What you will do
Count every line in this listing that has "rock". Reply with only the total.

__________

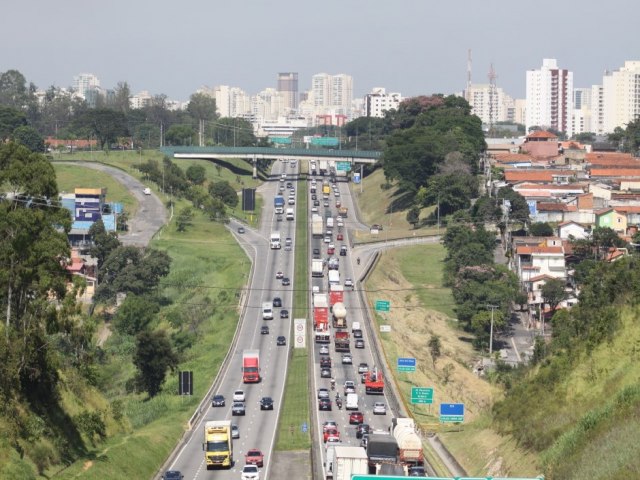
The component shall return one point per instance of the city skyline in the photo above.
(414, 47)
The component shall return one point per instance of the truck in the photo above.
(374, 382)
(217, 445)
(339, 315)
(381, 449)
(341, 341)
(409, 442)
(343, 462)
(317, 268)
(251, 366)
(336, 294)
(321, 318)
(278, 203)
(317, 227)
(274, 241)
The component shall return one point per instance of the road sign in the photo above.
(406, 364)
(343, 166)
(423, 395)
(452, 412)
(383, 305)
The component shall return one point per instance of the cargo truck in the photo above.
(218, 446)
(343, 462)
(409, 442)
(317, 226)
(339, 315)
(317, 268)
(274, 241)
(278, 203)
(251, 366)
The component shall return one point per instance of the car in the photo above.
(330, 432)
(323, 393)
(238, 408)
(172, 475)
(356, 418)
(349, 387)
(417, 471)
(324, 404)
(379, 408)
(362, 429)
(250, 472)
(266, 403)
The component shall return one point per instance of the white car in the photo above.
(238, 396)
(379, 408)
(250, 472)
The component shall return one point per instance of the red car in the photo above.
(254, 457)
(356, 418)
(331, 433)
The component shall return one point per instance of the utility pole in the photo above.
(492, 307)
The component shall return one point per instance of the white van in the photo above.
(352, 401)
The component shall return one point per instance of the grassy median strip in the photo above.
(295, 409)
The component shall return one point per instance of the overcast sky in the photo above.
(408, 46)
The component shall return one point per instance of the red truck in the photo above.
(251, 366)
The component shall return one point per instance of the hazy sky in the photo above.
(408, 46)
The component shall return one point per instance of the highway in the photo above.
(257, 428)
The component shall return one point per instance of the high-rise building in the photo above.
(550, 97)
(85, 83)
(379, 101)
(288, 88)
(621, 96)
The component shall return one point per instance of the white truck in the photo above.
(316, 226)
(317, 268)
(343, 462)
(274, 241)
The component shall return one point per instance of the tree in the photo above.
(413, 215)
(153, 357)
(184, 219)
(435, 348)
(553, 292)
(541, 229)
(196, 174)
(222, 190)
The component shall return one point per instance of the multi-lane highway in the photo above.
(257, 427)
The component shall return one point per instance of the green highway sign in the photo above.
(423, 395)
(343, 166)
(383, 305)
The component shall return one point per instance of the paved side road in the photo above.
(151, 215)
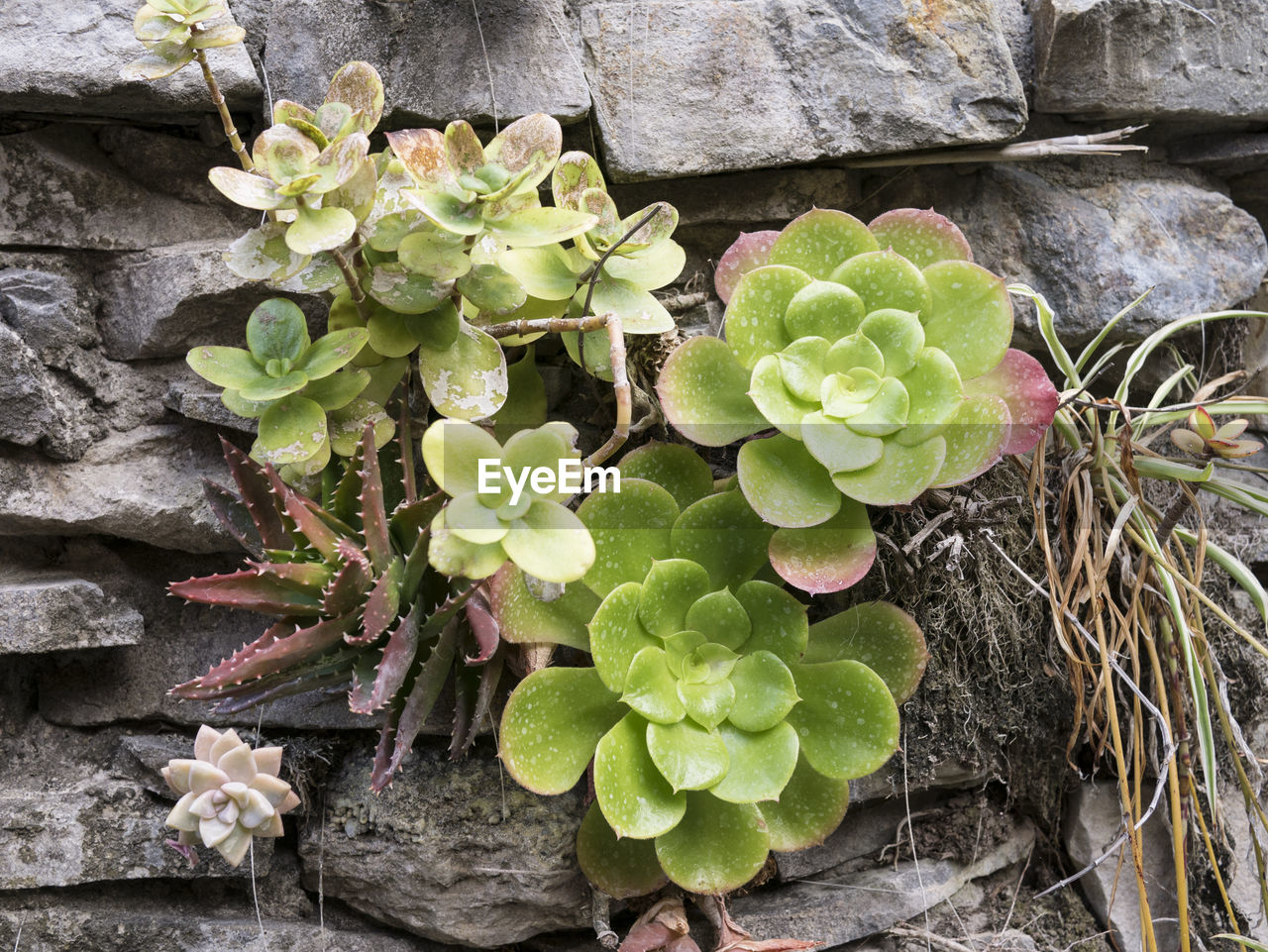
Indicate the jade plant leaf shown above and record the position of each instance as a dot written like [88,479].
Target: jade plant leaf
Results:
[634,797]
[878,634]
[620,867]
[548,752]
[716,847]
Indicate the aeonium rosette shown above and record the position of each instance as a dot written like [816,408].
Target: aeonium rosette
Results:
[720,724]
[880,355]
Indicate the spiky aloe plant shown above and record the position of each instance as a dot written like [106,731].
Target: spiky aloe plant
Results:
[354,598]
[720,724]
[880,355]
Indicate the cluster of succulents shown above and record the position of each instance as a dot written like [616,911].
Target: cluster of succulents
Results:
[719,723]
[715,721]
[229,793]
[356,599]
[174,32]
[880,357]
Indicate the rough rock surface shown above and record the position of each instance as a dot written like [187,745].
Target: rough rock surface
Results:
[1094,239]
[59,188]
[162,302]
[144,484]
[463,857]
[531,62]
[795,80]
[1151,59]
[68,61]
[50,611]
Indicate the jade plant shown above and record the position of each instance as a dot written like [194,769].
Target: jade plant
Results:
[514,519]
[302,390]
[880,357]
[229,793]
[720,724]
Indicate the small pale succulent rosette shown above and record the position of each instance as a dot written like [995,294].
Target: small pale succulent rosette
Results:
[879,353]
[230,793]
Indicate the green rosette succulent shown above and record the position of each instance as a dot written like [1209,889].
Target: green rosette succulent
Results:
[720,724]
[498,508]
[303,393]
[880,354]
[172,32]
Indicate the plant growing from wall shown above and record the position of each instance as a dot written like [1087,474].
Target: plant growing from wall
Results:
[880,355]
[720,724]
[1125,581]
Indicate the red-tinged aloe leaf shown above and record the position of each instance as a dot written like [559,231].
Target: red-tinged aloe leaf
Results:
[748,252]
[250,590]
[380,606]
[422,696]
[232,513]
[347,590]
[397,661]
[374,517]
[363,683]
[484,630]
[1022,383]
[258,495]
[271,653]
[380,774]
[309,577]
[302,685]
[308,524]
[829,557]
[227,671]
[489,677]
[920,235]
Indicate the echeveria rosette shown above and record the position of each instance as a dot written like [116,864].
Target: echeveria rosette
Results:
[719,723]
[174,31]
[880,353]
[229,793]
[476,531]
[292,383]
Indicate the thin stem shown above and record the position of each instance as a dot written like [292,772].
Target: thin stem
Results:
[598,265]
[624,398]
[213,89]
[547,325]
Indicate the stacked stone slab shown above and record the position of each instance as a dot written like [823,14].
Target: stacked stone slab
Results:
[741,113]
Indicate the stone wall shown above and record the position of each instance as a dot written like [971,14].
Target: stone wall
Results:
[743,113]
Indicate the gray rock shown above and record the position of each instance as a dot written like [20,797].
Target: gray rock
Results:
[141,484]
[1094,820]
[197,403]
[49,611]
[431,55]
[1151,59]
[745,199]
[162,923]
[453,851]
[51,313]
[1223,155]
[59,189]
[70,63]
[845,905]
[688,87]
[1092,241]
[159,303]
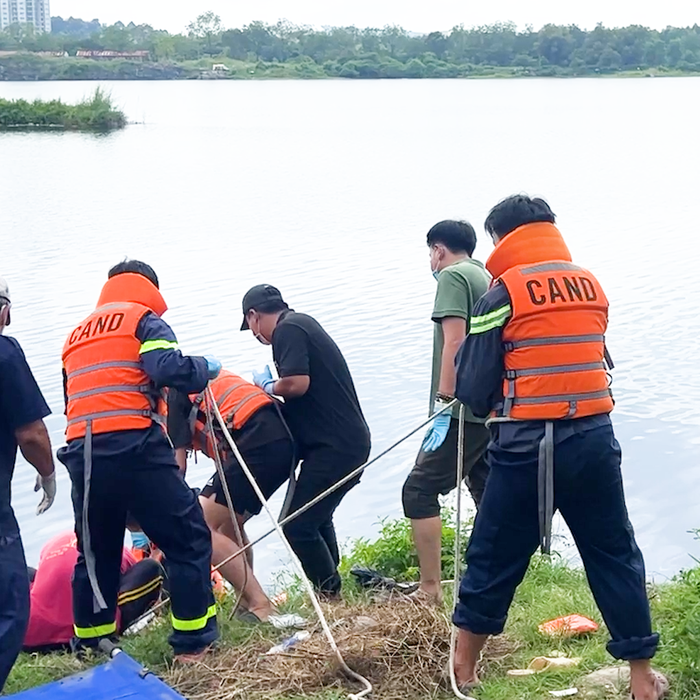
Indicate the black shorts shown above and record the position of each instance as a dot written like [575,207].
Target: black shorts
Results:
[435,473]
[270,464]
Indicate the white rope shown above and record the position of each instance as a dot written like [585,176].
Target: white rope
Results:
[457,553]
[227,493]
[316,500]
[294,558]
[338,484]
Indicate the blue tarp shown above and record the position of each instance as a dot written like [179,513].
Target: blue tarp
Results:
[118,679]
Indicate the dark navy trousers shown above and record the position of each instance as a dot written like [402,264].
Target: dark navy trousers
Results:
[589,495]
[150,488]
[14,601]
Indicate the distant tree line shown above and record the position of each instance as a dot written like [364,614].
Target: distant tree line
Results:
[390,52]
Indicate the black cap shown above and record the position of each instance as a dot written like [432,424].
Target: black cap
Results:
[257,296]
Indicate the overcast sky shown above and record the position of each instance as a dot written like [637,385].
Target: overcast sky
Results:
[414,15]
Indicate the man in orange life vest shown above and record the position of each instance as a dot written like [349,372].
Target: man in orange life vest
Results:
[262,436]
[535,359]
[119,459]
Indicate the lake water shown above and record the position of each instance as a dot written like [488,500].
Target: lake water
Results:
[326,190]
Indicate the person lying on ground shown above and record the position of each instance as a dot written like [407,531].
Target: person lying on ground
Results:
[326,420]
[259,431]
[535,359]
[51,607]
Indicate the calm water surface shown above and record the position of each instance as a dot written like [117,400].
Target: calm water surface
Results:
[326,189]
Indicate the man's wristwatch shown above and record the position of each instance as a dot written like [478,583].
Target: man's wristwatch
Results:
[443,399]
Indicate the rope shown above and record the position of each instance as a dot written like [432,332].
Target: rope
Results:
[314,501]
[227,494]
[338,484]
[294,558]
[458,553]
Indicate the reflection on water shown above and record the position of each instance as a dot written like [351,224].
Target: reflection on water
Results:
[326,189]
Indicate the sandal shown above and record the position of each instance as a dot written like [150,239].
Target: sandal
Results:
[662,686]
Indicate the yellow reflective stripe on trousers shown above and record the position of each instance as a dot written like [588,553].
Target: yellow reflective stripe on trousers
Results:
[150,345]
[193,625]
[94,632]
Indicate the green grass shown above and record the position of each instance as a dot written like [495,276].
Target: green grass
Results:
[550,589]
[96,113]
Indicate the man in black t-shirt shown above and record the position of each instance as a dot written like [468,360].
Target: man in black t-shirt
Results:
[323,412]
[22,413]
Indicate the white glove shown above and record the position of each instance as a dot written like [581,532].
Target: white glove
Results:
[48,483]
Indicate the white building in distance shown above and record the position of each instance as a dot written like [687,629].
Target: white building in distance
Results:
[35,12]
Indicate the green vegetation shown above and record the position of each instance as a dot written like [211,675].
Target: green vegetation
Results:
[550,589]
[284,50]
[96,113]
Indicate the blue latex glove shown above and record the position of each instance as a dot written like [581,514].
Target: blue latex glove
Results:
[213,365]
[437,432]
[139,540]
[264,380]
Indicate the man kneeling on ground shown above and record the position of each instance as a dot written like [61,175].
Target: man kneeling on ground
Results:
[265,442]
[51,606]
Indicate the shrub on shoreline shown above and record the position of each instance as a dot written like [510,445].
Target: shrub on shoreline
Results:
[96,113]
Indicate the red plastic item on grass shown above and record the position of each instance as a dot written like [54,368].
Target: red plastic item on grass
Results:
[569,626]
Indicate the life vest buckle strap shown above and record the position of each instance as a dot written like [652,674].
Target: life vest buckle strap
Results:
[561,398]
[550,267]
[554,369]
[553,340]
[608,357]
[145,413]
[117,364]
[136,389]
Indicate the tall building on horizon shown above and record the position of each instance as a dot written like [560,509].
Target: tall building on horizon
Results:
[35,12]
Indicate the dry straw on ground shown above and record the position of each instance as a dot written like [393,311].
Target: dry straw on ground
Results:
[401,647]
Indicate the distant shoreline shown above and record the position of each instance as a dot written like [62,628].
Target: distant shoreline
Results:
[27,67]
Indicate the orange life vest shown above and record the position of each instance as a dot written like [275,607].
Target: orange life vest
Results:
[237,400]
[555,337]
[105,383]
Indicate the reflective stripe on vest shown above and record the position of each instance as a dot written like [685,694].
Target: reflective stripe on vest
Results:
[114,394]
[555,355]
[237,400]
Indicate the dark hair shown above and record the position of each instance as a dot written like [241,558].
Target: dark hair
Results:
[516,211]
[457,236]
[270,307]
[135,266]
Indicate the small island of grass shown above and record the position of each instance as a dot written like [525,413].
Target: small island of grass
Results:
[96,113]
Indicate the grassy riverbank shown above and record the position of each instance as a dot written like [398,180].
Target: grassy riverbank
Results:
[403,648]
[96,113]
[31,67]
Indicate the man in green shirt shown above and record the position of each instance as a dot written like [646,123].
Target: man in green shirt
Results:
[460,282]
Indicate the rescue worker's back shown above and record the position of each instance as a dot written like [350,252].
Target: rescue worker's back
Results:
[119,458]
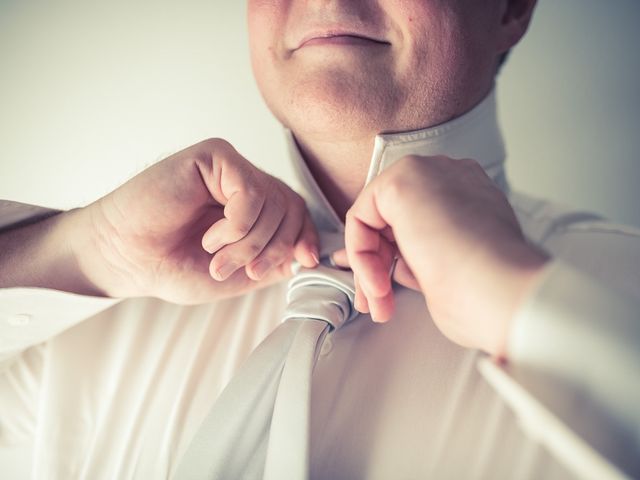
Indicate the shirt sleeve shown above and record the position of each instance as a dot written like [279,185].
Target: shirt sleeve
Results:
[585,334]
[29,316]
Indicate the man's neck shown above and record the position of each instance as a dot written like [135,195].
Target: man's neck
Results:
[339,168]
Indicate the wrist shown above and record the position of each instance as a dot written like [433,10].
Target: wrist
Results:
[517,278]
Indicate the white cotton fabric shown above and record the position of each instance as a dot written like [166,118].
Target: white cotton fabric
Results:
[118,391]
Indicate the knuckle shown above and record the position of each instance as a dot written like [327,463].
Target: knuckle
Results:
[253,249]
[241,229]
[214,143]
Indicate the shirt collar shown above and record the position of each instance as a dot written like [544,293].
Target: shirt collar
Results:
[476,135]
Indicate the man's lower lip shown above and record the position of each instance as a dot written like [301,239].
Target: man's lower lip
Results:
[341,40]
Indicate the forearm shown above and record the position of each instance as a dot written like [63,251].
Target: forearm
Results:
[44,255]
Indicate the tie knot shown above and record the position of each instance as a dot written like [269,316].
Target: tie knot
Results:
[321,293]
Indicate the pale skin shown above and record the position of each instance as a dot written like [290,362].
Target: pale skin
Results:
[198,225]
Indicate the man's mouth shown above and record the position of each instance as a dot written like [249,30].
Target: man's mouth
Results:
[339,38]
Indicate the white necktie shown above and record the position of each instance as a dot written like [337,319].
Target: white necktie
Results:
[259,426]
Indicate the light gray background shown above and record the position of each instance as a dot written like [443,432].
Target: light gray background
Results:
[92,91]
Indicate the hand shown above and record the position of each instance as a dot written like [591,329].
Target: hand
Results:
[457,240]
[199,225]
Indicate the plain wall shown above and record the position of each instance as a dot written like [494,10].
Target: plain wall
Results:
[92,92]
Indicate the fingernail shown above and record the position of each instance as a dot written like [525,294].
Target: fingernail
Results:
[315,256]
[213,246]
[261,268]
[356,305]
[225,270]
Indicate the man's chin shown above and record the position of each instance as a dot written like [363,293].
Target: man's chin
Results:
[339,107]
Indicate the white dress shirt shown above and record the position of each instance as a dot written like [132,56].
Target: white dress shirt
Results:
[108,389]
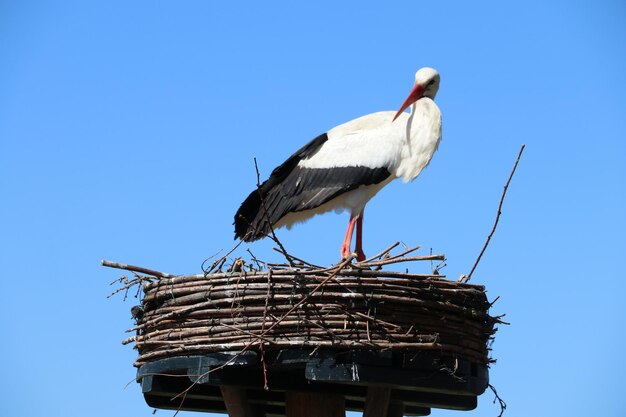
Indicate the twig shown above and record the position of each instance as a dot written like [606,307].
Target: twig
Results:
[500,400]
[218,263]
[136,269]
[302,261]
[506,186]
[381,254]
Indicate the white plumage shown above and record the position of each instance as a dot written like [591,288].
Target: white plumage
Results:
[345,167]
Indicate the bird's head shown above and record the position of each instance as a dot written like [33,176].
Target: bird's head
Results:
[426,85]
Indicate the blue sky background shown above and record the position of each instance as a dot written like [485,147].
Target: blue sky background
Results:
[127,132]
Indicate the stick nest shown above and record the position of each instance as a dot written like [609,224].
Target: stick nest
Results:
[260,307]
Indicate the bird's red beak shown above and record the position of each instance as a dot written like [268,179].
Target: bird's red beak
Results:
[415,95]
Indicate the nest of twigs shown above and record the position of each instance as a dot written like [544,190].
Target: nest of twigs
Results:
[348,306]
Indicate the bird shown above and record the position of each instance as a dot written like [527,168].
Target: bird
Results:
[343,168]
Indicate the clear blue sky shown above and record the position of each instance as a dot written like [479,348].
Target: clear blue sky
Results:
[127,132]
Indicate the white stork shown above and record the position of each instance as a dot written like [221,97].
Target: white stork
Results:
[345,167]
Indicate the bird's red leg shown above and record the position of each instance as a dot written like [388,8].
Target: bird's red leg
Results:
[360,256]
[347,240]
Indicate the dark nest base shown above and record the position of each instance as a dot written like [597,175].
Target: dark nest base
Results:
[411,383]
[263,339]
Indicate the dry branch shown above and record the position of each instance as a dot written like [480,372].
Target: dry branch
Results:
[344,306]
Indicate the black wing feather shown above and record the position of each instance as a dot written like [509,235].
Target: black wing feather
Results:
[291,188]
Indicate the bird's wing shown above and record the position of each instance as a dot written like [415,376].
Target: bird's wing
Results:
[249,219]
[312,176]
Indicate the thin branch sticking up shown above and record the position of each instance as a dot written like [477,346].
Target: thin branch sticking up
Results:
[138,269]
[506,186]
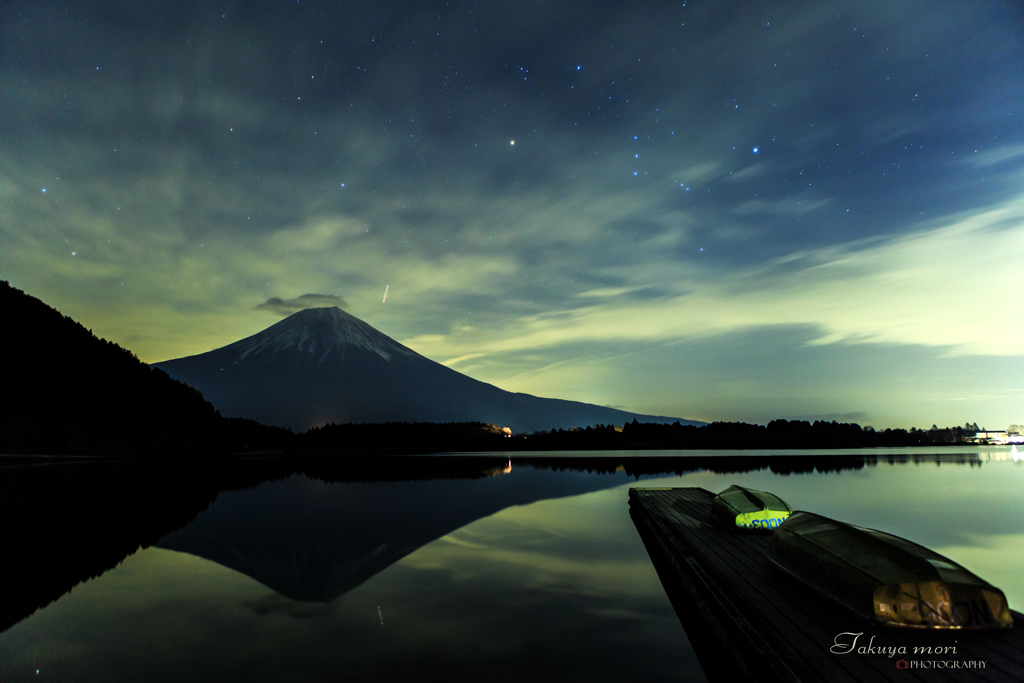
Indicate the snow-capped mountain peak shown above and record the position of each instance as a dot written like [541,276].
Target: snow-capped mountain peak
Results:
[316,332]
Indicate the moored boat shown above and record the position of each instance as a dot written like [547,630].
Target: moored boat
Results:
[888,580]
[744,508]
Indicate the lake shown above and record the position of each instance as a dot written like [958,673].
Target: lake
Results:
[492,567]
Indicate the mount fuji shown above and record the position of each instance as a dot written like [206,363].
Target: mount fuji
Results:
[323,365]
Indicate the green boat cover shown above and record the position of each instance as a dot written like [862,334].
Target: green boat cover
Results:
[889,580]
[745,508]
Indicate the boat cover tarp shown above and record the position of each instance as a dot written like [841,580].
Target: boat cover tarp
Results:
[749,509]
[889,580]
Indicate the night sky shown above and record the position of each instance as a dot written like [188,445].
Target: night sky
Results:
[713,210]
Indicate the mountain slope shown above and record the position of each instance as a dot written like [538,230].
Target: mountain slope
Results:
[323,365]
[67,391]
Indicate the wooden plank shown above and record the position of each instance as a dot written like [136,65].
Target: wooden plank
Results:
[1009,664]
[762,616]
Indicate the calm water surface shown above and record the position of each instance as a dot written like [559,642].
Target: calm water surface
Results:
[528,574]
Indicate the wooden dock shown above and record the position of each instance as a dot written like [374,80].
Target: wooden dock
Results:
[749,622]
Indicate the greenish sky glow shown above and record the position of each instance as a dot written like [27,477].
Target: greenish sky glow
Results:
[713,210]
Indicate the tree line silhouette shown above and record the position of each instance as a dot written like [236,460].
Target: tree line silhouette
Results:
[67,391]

__________

Response
4